The answer must consist only of the lines from the line with "Can you see the red fabric" to the line with "Can you see the red fin", both included, exactly as they stand below.

== Data shown ==
%%

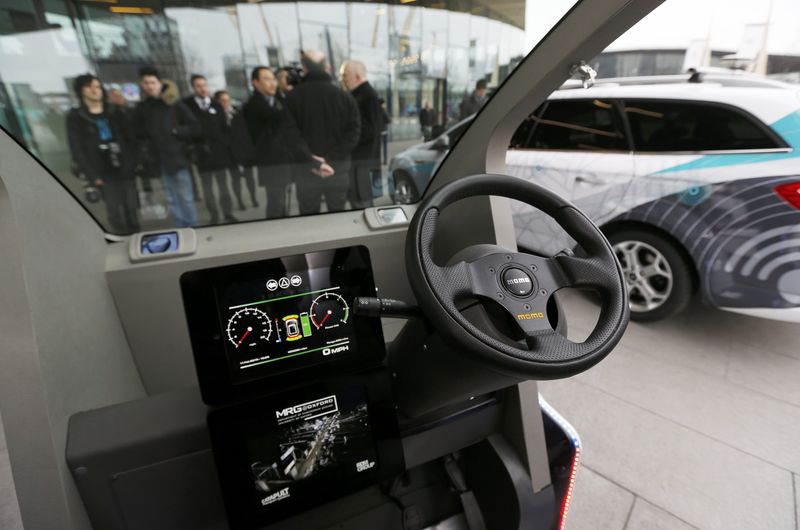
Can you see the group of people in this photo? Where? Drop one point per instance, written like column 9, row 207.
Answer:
column 471, row 104
column 323, row 137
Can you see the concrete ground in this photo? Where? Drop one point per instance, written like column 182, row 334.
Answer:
column 10, row 518
column 690, row 423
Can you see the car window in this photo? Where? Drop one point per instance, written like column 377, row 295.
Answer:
column 157, row 114
column 523, row 133
column 578, row 125
column 659, row 126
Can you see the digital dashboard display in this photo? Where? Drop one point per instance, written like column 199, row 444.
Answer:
column 283, row 454
column 299, row 318
column 272, row 324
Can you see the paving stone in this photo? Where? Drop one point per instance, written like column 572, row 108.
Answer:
column 686, row 339
column 766, row 372
column 797, row 500
column 598, row 503
column 739, row 417
column 646, row 516
column 700, row 480
column 10, row 518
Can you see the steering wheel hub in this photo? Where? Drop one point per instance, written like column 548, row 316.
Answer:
column 516, row 281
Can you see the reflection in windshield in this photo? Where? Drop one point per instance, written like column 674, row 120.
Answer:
column 161, row 114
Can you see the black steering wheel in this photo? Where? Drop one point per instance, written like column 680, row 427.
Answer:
column 521, row 283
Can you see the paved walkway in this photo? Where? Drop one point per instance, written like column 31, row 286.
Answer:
column 689, row 423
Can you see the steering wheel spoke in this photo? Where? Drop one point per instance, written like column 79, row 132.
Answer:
column 456, row 282
column 588, row 272
column 547, row 339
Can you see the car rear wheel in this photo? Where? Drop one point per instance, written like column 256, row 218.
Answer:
column 405, row 192
column 659, row 276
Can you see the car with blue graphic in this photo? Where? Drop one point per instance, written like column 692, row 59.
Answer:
column 696, row 183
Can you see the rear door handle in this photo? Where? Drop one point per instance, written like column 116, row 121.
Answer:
column 590, row 180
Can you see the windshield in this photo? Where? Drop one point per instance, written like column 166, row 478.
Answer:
column 180, row 113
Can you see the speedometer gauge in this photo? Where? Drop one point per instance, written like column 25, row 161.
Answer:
column 329, row 310
column 249, row 327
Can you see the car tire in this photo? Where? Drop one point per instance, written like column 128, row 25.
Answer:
column 659, row 275
column 405, row 191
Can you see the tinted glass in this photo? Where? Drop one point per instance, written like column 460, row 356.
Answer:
column 523, row 132
column 581, row 125
column 156, row 150
column 680, row 126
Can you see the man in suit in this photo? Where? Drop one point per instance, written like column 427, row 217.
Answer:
column 279, row 147
column 366, row 156
column 240, row 149
column 328, row 120
column 212, row 153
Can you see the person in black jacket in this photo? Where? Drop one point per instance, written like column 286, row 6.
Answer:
column 240, row 149
column 278, row 143
column 211, row 150
column 427, row 119
column 329, row 122
column 367, row 153
column 165, row 132
column 102, row 148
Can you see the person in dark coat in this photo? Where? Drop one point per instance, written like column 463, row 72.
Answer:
column 385, row 121
column 211, row 151
column 277, row 141
column 366, row 157
column 427, row 119
column 240, row 148
column 102, row 147
column 329, row 122
column 473, row 103
column 164, row 132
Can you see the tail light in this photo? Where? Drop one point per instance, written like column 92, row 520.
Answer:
column 790, row 193
column 570, row 431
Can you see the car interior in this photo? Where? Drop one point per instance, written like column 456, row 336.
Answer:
column 418, row 329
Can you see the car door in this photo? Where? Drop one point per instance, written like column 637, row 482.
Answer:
column 577, row 148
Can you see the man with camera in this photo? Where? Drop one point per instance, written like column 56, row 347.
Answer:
column 102, row 144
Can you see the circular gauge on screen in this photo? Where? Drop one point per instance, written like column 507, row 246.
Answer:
column 329, row 310
column 249, row 327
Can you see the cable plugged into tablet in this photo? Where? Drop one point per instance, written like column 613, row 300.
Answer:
column 384, row 307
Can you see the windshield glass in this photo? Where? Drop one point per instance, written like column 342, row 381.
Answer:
column 191, row 113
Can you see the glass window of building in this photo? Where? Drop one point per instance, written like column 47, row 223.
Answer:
column 159, row 113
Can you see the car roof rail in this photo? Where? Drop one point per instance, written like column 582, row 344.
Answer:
column 717, row 76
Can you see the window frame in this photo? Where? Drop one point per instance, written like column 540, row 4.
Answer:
column 781, row 145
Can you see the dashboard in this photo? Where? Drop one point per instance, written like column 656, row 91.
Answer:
column 302, row 410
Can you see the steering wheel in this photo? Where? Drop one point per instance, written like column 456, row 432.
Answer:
column 520, row 283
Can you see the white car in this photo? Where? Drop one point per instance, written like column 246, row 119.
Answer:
column 697, row 185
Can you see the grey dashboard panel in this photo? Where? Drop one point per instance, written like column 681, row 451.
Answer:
column 148, row 297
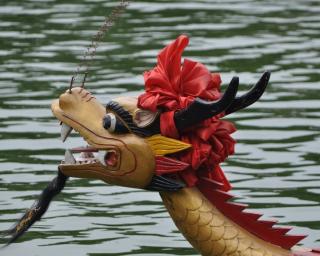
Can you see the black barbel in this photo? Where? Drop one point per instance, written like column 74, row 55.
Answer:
column 38, row 208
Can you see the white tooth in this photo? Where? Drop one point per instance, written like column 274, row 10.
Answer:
column 65, row 131
column 68, row 157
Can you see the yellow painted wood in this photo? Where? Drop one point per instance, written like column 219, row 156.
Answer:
column 209, row 231
column 163, row 145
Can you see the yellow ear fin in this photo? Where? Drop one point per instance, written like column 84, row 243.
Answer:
column 163, row 145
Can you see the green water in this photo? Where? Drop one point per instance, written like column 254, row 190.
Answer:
column 276, row 168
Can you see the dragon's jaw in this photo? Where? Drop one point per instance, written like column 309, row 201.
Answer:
column 121, row 159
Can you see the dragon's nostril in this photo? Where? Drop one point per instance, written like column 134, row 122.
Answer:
column 107, row 122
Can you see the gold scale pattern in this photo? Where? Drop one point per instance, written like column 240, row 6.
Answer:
column 210, row 232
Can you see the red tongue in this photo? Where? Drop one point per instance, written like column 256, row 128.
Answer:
column 111, row 158
column 83, row 149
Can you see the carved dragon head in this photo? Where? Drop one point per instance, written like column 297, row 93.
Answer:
column 129, row 143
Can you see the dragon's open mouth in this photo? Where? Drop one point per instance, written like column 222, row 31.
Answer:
column 88, row 155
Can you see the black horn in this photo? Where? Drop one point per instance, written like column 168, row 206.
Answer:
column 251, row 96
column 200, row 110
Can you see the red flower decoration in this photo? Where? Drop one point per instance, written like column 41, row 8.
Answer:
column 171, row 86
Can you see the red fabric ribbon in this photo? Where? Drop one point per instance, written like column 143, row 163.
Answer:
column 172, row 86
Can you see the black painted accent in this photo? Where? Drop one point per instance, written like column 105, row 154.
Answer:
column 200, row 110
column 37, row 209
column 160, row 183
column 126, row 117
column 251, row 96
column 119, row 127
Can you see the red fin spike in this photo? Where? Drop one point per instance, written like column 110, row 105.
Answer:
column 166, row 165
column 253, row 216
column 249, row 221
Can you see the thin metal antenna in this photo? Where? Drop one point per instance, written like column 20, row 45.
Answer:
column 71, row 83
column 84, row 79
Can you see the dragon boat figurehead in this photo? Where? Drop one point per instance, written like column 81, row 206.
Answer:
column 122, row 142
column 170, row 139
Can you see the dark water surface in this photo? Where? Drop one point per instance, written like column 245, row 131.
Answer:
column 276, row 168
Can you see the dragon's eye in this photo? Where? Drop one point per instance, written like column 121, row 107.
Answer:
column 114, row 124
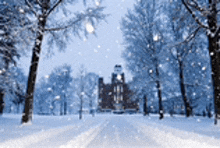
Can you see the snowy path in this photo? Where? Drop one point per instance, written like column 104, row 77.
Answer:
column 118, row 133
column 115, row 131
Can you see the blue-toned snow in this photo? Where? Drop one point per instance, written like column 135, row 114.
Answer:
column 109, row 131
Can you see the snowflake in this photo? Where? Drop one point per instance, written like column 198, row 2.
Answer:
column 90, row 28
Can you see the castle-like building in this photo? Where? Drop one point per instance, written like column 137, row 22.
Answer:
column 116, row 97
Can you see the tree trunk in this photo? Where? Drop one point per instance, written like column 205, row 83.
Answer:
column 159, row 93
column 188, row 108
column 214, row 54
column 65, row 108
column 2, row 104
column 145, row 105
column 81, row 106
column 28, row 109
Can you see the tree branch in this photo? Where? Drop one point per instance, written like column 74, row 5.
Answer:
column 194, row 16
column 31, row 7
column 54, row 7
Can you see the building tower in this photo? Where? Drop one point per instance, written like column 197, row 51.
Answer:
column 118, row 84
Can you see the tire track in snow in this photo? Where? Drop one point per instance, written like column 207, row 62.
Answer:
column 26, row 141
column 168, row 138
column 84, row 139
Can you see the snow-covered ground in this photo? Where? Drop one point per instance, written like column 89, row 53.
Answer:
column 109, row 131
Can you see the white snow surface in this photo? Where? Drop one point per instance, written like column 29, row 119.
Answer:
column 109, row 131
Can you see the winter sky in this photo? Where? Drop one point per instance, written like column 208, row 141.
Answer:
column 98, row 54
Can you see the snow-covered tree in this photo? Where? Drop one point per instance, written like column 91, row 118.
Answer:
column 10, row 22
column 15, row 91
column 54, row 91
column 206, row 14
column 143, row 43
column 49, row 21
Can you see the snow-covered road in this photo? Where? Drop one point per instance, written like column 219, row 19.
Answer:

%%

== Answer ==
Can you see the red fabric ribbon in this photo? Where? Drop one point per instance, written like column 143, row 163.
Answer:
column 172, row 86
Can you see the black painted accent in this photo? Where? Drop one point per instance, written like column 105, row 154.
Answer:
column 200, row 110
column 37, row 209
column 160, row 183
column 126, row 117
column 251, row 96
column 119, row 127
Can you see the red fin spike in this photo? Where? Drop one point per instance, written like column 110, row 105.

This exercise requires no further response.